■ WHAT THE TASK REQUIRES
Look through the entries for the string "tulle", and copy each line that holds it.

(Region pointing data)
Segment Open
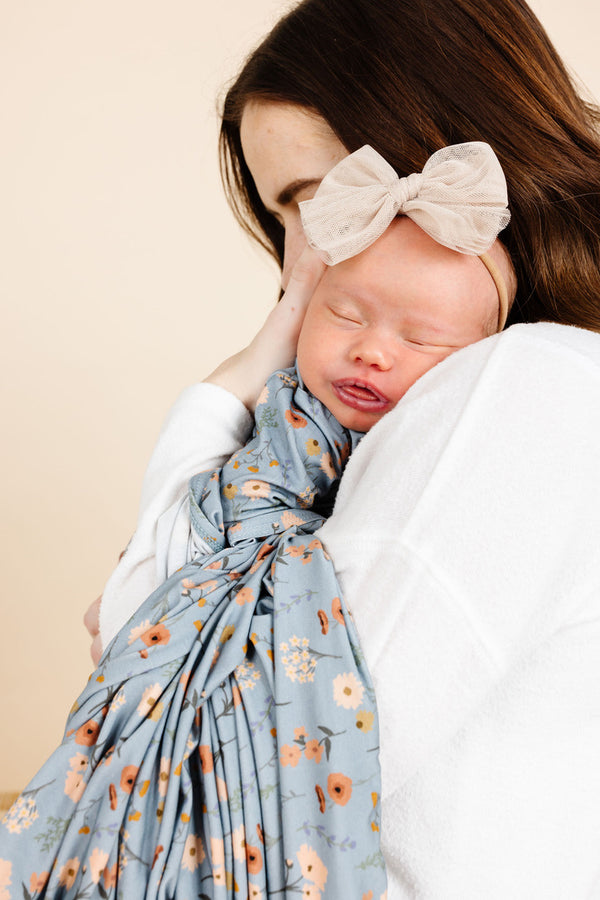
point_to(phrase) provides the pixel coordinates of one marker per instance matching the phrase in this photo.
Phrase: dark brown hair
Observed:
(410, 76)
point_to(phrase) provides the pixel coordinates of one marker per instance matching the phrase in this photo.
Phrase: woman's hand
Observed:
(274, 347)
(91, 620)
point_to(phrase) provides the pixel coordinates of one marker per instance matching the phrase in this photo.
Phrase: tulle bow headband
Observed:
(460, 199)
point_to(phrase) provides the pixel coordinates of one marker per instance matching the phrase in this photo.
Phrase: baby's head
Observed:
(381, 319)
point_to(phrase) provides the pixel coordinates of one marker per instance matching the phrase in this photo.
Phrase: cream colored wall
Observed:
(122, 278)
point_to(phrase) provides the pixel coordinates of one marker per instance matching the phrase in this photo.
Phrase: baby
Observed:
(379, 320)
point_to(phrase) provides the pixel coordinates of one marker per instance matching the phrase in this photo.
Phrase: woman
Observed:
(465, 530)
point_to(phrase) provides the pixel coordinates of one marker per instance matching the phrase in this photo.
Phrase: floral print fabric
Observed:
(227, 744)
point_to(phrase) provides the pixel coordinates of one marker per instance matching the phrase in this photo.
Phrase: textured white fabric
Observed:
(465, 536)
(460, 199)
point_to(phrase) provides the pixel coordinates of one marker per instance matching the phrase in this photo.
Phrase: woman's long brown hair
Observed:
(410, 76)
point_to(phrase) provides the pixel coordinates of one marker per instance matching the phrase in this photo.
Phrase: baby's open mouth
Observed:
(360, 395)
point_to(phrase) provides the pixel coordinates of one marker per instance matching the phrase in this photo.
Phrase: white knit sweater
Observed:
(466, 537)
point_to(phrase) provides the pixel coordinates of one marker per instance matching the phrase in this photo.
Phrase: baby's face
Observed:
(380, 320)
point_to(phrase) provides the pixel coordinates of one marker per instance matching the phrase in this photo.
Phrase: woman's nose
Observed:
(295, 242)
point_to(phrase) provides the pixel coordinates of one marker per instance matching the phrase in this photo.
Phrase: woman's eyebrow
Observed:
(289, 193)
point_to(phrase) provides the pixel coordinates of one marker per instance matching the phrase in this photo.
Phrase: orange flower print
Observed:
(339, 788)
(97, 864)
(321, 797)
(294, 418)
(244, 595)
(323, 621)
(290, 755)
(327, 465)
(110, 876)
(289, 519)
(193, 853)
(313, 750)
(256, 489)
(128, 776)
(158, 850)
(140, 629)
(253, 859)
(310, 892)
(163, 775)
(37, 883)
(313, 868)
(156, 635)
(87, 734)
(364, 720)
(347, 690)
(336, 610)
(68, 873)
(206, 758)
(295, 550)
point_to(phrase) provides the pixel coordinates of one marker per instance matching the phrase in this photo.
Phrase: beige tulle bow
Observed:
(459, 199)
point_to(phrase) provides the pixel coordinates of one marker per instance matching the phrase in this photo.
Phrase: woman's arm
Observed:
(207, 424)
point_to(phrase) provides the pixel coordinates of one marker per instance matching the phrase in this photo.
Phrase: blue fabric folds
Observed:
(227, 744)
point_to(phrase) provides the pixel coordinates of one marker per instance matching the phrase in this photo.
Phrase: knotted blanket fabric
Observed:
(227, 744)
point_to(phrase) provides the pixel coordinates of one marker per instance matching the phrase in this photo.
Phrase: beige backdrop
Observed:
(123, 278)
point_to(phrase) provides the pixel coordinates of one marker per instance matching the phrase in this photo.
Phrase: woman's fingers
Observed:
(91, 619)
(274, 347)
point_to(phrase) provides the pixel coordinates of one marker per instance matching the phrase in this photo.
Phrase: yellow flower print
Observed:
(347, 690)
(312, 866)
(149, 700)
(230, 490)
(327, 465)
(256, 489)
(364, 720)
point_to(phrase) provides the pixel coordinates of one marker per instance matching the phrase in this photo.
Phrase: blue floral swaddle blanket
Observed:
(227, 744)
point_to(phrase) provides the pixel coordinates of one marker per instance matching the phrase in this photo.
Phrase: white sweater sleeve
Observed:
(205, 426)
(465, 536)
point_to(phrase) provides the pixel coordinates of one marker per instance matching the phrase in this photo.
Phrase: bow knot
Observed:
(460, 199)
(403, 190)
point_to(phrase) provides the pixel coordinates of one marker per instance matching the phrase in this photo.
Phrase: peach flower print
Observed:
(97, 864)
(193, 853)
(244, 595)
(327, 465)
(149, 700)
(347, 690)
(68, 873)
(74, 785)
(294, 418)
(37, 883)
(238, 840)
(5, 879)
(339, 788)
(290, 755)
(313, 750)
(254, 859)
(313, 868)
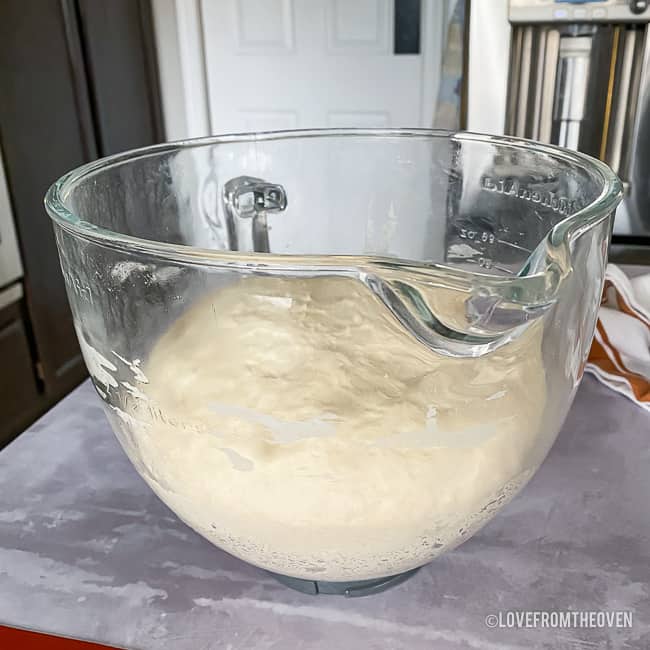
Segment Closed
■ WRITTEN RESPONSE
Phrase: tulle bow headband
Phrase: beige tulle bow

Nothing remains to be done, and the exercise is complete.